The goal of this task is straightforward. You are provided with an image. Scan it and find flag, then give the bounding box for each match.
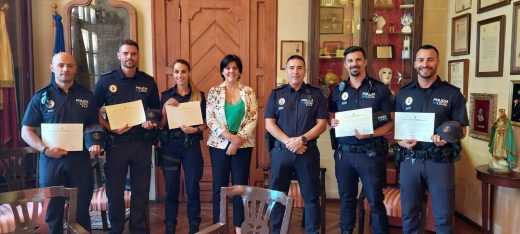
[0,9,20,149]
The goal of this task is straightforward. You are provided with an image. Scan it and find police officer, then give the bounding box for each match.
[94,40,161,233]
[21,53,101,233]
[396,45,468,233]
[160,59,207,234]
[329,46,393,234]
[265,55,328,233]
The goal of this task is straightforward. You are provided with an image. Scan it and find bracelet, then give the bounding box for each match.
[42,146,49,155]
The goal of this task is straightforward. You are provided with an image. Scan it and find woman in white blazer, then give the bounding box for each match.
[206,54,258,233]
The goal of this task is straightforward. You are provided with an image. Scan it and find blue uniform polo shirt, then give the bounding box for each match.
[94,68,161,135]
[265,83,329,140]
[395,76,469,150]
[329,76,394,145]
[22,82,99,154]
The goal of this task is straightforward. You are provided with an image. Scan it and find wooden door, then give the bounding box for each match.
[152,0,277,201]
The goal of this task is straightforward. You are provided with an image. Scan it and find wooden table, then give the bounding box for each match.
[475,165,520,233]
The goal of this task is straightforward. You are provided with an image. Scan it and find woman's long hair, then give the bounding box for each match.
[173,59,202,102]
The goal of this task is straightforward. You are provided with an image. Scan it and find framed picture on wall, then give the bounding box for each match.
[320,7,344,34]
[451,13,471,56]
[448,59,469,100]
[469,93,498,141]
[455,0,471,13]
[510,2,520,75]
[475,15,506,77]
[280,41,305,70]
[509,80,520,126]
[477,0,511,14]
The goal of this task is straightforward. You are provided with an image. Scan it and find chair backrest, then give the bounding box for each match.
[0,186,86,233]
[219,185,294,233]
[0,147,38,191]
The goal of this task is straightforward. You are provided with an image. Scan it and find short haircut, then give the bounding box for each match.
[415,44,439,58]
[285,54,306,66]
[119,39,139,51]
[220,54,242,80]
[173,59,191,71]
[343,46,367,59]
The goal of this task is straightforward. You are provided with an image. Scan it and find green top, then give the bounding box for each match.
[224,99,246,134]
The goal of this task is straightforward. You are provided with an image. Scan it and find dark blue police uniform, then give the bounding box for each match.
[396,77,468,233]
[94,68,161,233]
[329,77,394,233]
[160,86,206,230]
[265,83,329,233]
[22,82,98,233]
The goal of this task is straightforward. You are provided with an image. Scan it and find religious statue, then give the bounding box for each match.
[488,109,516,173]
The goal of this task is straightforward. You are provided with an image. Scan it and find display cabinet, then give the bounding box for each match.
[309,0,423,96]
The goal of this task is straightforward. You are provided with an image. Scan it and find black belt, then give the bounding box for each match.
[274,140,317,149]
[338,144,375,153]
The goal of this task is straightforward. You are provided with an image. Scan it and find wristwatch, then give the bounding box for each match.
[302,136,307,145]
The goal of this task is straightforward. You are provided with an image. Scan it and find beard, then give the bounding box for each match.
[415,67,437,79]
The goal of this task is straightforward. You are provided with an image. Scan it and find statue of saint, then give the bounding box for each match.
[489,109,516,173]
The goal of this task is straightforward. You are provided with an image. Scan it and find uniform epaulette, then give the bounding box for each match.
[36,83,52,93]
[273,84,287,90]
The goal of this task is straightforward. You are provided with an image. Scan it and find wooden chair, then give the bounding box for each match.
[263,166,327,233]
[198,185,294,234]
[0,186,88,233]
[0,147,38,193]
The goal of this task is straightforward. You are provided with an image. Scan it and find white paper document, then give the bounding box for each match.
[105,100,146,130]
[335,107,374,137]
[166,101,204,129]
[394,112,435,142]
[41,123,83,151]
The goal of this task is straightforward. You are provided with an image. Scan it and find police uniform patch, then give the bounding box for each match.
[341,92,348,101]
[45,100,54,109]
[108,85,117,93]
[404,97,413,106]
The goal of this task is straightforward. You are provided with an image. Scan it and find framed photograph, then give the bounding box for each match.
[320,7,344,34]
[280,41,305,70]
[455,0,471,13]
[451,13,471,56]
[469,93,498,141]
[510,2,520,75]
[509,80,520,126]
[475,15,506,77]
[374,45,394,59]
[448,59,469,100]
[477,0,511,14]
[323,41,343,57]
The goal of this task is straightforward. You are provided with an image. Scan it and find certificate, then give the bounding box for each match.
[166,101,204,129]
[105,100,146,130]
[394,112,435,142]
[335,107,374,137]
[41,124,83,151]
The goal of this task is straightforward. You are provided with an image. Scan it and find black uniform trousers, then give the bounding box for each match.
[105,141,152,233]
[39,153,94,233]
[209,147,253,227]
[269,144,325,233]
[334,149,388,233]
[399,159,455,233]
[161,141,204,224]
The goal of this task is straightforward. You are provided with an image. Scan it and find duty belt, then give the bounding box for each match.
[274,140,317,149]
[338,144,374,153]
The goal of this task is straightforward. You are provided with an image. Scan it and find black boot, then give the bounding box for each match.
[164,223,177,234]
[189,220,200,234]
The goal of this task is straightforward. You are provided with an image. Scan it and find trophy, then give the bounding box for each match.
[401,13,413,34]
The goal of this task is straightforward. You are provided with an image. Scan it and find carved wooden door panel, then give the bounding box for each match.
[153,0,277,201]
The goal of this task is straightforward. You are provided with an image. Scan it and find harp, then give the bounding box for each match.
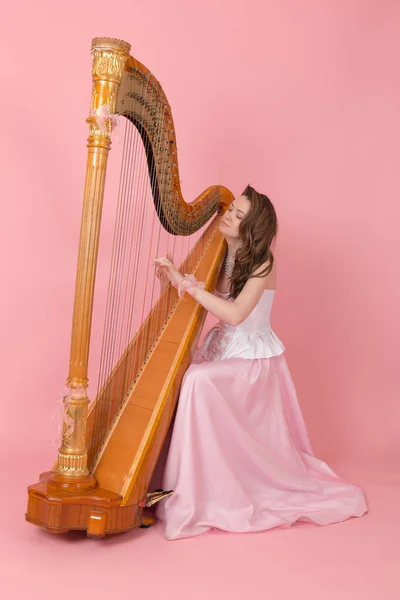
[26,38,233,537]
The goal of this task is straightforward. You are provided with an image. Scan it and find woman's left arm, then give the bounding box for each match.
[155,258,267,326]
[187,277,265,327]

= = = = =

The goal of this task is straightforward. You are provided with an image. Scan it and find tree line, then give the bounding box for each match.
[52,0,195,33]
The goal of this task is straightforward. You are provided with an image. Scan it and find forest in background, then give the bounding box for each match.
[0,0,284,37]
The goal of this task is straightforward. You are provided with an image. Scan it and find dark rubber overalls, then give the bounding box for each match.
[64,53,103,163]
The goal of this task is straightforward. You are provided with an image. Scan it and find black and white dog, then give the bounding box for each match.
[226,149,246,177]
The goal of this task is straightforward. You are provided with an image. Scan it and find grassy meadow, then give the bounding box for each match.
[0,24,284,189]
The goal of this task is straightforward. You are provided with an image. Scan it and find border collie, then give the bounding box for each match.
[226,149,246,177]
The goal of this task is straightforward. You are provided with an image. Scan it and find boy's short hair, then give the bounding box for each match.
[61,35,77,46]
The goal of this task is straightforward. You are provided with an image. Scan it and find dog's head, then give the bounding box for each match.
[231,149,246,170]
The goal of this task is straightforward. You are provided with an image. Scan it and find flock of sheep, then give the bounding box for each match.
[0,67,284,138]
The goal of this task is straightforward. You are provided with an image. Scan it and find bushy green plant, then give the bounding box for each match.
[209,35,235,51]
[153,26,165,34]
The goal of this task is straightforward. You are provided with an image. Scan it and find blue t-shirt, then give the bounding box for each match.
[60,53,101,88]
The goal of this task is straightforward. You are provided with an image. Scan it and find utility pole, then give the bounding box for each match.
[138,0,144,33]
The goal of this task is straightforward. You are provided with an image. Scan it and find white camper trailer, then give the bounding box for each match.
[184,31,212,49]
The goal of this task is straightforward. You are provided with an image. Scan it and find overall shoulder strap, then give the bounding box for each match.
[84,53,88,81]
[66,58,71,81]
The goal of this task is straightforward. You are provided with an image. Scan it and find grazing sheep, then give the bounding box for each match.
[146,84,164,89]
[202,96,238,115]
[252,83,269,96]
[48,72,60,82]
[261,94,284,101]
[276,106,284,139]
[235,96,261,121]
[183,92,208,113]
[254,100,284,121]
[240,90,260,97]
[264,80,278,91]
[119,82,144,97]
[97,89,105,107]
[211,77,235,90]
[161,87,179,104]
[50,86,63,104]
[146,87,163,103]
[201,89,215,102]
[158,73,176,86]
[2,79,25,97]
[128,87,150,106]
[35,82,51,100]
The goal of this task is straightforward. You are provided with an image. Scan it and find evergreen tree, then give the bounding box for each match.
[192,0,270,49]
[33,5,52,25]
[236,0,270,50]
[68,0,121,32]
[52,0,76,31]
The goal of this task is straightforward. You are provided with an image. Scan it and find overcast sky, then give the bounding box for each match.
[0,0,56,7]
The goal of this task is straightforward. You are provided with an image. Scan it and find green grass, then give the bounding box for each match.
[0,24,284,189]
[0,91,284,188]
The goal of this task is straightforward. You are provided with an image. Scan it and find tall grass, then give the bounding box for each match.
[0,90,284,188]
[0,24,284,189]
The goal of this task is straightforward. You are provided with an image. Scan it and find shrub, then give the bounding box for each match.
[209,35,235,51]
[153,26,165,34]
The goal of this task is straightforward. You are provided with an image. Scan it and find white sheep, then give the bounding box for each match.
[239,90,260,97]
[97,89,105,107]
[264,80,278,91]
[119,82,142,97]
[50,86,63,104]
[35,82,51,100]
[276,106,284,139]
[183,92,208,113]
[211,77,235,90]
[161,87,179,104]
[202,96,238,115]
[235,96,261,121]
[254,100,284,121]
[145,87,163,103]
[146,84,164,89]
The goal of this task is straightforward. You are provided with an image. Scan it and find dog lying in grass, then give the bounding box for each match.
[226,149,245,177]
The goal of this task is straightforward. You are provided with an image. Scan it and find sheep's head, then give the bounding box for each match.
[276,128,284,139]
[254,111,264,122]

= = = = =

> [What the task requires]:
Give the stretch from the line containing "and find flock" through the line containing "[66,58,71,81]" as a two-column CSV headed input and output. Each row pairs a text line (input) with the bracketed line or lines after it (output), with every field quoted and line breaks replaced by spaces.

> [Result for this exercise]:
input,output
"The goal of this task is straightforward. You are provided with an image. Scan it and find flock of sheep, then give the bounding box for each match.","[0,67,284,138]"
"The goal of this task is straightforward. You are provided with an image. Scan it and find bushy green plant, then give the bounding box for each match.","[209,35,235,51] [153,26,165,34]"
"The goal of this task is straightforward. You are provided with an image. Scan it and find blue t-shirt, then give the bounding box for each match.","[60,53,101,88]"
"The goal of this task is straightforward. You are provided with an image. Scan it and find utility pole, then give the bounding box for each match.","[138,0,144,33]"
"The goal of this task is straightforward. You are provided with an image. Scan it and find white camper trailer, then give the bounding box for each match.","[184,31,212,49]"
"The goal of this task is straightforward. You are provided with an image. Scan it and find overall shoulder strap, then give the bounding box for each match.","[84,53,88,81] [66,58,71,81]"